__WORK REQUEST__:
The remote supervision guidelines below describe what the registrar CRSPP interview is designed to assess. List every quality named there.

__GIVEN PASSAGE__:
Guidelines for remote supervision

The registrar

Last revised: 02 Aug 2023

The registrar

Registrar eligibility

Registrars interested in undertaking a remotely supervised term should meet the following criteria:

  • GPT2+ with the appropriate skill level, competence and experience to work in the chosen location; GPT1 registrars may be considered in some circumstances if they have significant prior experience and robust support
  • willingness to work remotely in a team environment within the constraints of the particular location
  • attributes such as awareness of personal limitations, the ability to accept and use feedback and good communication skills, which will be important for the success of the remote supervision process
  • ability and willingness to use IT resources to enable remote support.

The Remote supervision registrar requirements document outlines the registrar requirements in more detail.

Registrar selection: CRSPP interview


The registrar CRSPP interview is designed to assess the registrar’s flexibility, cultural awareness, teamwork skills, willingness to learn and ability to accept and implement feedback. It is not expected that the registrar will have detailed knowledge of the context of the potential placement location because it is unlikely that they will be familiar with it.

During the interview, a series of case scenarios relevant to the context of the training site will be used to help explore areas that may require skill development, including cultural understanding and attitudes, clinical expertise and readiness to work with a team in a remote location.

__DATASET CONTENT__:
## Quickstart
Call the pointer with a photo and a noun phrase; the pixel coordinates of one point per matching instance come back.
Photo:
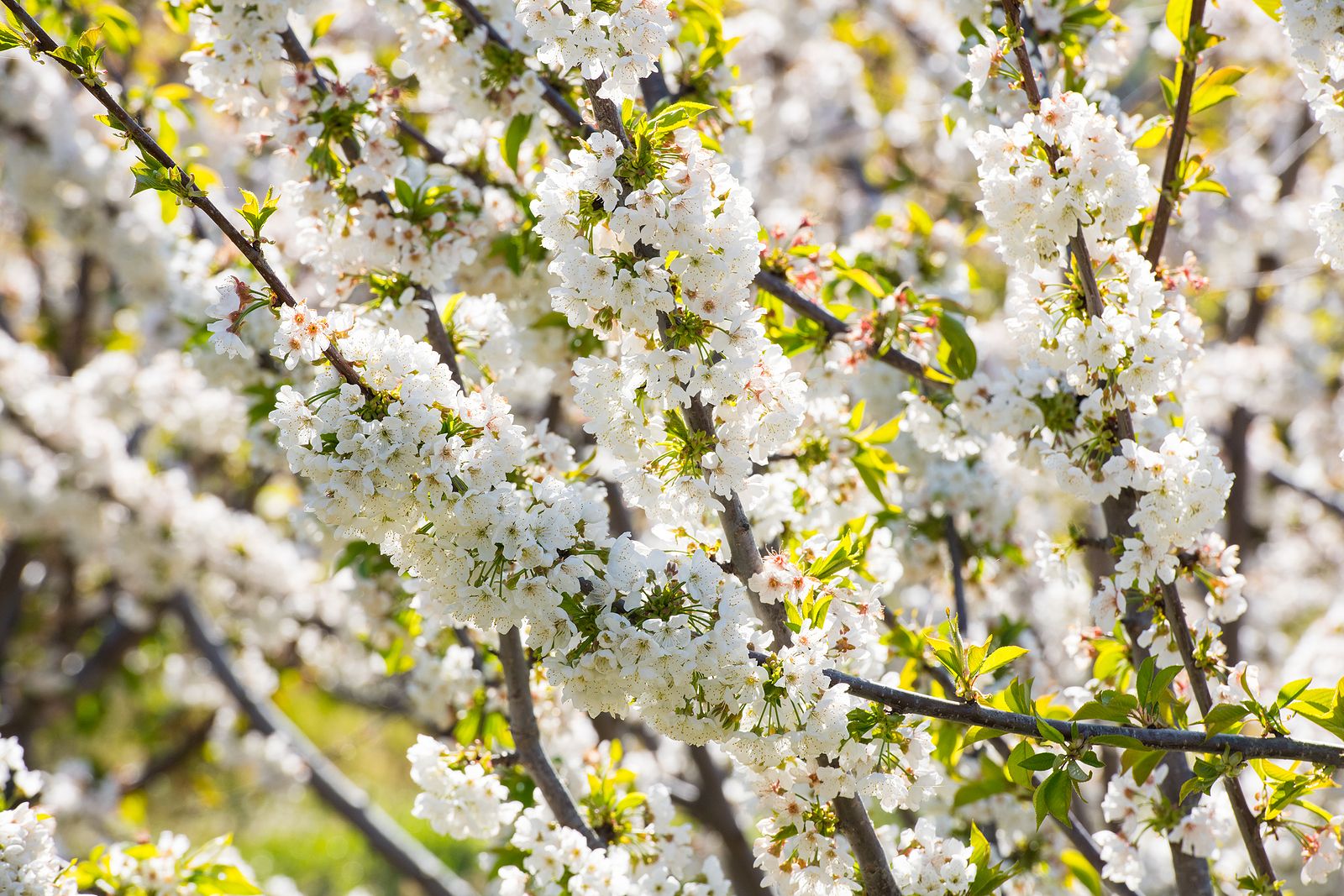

__WRITTEN ANSWER__:
- flexibility
- cultural awareness
- teamwork skills
- willingness to learn
- ability to accept and implement feedback